§ **Records shown**
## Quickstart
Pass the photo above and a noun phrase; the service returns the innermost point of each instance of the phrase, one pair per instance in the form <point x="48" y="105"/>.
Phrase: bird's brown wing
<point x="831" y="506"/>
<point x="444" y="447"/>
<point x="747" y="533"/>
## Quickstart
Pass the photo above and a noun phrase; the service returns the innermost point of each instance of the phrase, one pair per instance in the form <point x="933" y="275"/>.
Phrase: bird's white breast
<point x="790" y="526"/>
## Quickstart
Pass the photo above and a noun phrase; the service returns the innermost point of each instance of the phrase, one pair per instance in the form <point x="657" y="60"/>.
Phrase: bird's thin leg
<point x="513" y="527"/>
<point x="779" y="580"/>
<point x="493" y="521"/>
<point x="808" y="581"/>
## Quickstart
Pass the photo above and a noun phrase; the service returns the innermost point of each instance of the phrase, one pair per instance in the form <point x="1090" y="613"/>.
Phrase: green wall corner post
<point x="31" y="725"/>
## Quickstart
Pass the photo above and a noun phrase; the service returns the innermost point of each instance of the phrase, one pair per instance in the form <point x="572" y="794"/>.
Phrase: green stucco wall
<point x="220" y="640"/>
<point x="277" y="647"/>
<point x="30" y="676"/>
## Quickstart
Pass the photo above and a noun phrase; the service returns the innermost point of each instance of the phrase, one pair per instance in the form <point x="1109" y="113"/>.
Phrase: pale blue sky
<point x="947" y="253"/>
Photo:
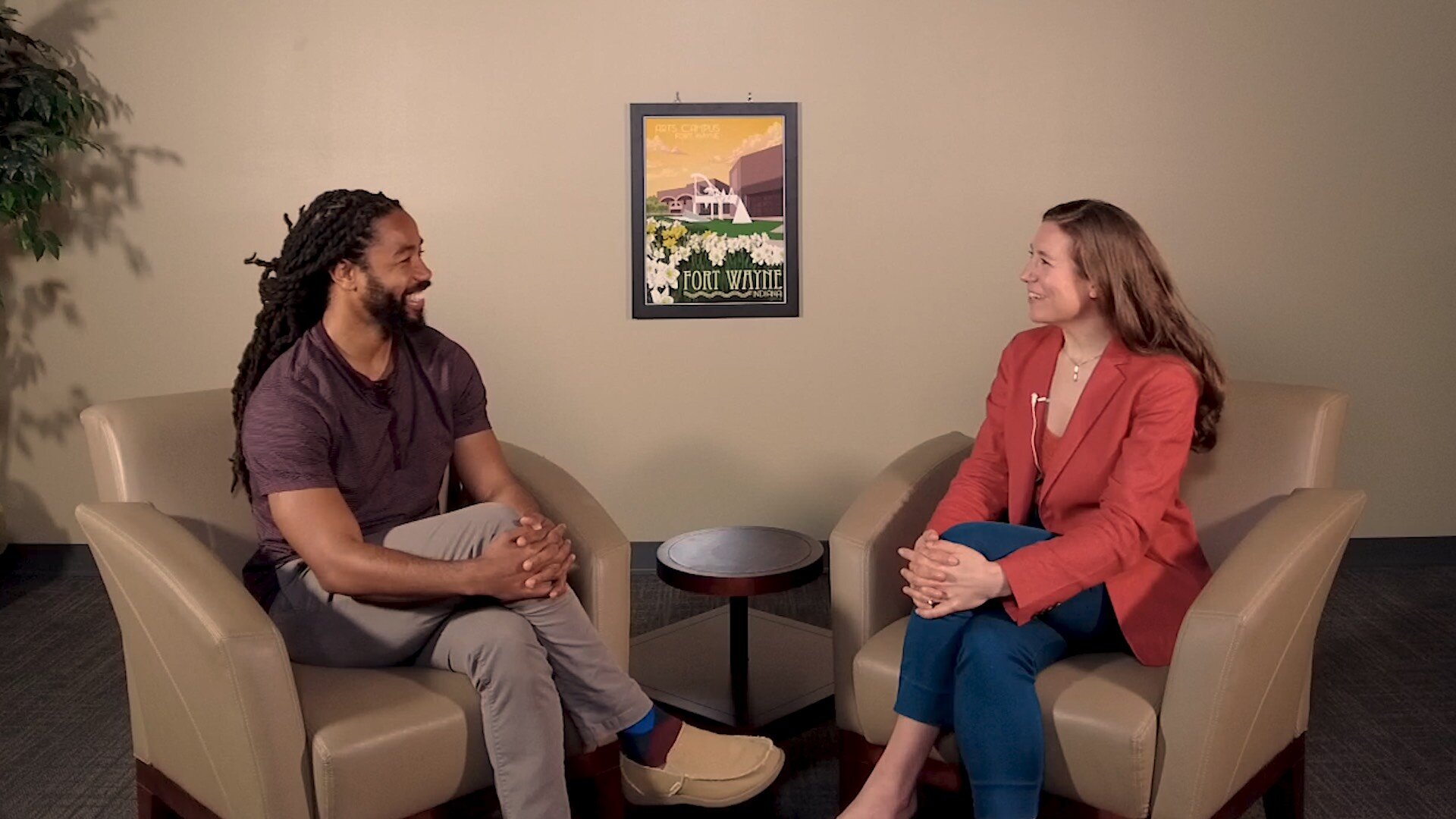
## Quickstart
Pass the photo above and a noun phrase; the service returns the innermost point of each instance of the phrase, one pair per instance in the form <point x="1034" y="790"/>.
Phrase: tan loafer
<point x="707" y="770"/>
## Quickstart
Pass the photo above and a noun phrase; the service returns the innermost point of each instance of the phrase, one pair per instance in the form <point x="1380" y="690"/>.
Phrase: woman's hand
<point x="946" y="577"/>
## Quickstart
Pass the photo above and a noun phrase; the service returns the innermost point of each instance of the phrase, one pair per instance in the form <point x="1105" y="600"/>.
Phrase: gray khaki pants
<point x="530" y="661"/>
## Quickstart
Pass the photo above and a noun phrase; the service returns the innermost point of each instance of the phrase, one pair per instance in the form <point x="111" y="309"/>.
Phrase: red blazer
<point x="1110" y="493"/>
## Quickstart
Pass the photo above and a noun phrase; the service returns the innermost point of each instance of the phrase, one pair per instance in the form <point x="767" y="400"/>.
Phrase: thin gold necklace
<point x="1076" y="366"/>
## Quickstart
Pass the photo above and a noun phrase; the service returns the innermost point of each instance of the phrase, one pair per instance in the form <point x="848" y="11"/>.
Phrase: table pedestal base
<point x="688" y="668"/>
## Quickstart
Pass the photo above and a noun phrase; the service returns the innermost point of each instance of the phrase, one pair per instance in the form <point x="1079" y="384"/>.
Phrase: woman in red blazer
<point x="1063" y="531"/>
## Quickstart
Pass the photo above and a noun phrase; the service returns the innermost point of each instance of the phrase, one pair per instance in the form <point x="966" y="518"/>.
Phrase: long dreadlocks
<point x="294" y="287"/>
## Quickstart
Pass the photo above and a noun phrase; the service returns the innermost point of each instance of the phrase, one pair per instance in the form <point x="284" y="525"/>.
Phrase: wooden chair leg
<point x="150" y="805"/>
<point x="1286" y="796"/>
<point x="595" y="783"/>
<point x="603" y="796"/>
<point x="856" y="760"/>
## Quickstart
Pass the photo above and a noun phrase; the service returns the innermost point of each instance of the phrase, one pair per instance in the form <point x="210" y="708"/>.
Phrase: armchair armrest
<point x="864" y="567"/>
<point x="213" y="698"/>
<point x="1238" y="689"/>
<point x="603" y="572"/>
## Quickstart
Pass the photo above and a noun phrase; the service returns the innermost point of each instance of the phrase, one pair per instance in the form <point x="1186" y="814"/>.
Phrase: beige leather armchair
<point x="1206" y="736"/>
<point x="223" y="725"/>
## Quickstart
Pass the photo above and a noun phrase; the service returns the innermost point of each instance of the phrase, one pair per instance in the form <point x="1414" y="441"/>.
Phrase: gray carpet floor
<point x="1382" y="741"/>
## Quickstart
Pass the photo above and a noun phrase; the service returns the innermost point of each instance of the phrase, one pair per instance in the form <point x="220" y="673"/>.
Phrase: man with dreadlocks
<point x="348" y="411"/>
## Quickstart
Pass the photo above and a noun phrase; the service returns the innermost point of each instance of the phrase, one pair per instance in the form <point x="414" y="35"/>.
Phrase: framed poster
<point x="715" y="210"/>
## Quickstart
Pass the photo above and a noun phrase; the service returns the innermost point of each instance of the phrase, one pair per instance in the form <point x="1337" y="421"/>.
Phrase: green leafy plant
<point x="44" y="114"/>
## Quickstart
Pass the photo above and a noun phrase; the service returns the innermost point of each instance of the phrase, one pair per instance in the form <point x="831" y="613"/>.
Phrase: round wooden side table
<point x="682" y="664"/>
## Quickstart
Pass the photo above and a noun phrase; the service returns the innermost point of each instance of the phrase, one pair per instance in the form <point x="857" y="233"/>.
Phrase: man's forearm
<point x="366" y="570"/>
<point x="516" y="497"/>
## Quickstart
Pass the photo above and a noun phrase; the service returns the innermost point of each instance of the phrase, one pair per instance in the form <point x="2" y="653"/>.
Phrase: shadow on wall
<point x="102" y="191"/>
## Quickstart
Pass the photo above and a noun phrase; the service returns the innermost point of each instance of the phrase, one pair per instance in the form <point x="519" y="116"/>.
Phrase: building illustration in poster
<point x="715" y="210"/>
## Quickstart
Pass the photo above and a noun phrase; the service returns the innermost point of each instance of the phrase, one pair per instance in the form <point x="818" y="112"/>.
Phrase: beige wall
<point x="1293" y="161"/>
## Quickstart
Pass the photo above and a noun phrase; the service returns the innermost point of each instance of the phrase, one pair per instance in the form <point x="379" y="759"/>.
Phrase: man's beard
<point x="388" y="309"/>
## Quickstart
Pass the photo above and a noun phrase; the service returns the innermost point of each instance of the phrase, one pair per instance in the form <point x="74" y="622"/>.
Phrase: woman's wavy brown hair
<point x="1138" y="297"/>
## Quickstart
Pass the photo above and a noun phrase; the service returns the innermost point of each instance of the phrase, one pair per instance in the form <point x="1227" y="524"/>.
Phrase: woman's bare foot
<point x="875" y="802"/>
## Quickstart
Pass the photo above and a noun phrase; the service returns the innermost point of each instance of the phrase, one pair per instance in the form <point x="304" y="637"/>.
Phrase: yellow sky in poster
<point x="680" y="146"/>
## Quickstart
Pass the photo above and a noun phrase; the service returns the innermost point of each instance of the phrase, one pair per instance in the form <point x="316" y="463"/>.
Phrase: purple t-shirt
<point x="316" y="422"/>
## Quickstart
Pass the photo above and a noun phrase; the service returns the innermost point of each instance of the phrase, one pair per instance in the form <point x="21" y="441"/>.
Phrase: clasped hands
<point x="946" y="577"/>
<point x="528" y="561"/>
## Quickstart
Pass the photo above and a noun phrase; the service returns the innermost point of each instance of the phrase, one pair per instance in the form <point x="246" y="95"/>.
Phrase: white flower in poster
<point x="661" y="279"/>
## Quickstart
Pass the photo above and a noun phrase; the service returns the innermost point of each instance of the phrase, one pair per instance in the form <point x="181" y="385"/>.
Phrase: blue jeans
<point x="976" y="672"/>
...
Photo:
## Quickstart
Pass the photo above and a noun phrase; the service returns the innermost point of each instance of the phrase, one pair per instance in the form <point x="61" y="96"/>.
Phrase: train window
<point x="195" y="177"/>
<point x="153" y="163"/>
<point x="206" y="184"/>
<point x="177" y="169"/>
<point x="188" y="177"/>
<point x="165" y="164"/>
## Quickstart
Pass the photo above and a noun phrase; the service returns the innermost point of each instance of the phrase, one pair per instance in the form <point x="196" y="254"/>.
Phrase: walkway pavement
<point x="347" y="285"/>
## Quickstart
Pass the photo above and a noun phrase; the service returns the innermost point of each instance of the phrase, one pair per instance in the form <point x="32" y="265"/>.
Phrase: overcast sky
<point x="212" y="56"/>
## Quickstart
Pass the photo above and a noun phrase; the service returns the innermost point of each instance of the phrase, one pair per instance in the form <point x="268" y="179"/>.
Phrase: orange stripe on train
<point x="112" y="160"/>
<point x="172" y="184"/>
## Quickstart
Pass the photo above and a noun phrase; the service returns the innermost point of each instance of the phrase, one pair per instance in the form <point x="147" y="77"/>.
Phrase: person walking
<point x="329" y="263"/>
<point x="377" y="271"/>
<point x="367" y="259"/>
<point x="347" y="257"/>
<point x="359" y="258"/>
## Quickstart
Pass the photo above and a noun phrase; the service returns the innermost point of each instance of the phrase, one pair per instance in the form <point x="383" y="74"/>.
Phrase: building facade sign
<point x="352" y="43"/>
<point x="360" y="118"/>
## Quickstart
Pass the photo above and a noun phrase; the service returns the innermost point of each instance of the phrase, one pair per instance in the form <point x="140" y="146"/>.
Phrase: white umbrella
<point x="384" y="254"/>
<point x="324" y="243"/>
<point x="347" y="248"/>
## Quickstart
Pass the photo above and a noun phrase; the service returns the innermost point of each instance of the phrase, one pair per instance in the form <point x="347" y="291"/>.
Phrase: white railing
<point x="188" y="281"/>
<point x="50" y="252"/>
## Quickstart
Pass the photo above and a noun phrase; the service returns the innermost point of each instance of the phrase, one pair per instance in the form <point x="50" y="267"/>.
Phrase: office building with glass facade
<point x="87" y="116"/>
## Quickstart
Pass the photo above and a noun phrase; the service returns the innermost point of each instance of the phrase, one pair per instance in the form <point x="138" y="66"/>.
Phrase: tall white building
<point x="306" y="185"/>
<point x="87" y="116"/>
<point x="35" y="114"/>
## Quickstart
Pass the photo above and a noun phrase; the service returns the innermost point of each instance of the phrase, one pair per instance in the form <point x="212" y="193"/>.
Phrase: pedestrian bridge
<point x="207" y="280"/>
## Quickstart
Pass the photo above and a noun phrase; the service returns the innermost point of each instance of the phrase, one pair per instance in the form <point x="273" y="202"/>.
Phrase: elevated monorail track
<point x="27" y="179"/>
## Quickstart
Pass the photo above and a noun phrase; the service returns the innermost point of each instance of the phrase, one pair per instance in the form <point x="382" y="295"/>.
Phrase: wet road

§ **Exercise directions**
How many lines in the listing above contain the word "woman"? Case counts. Give only the number.

§ **Solution to the problem**
4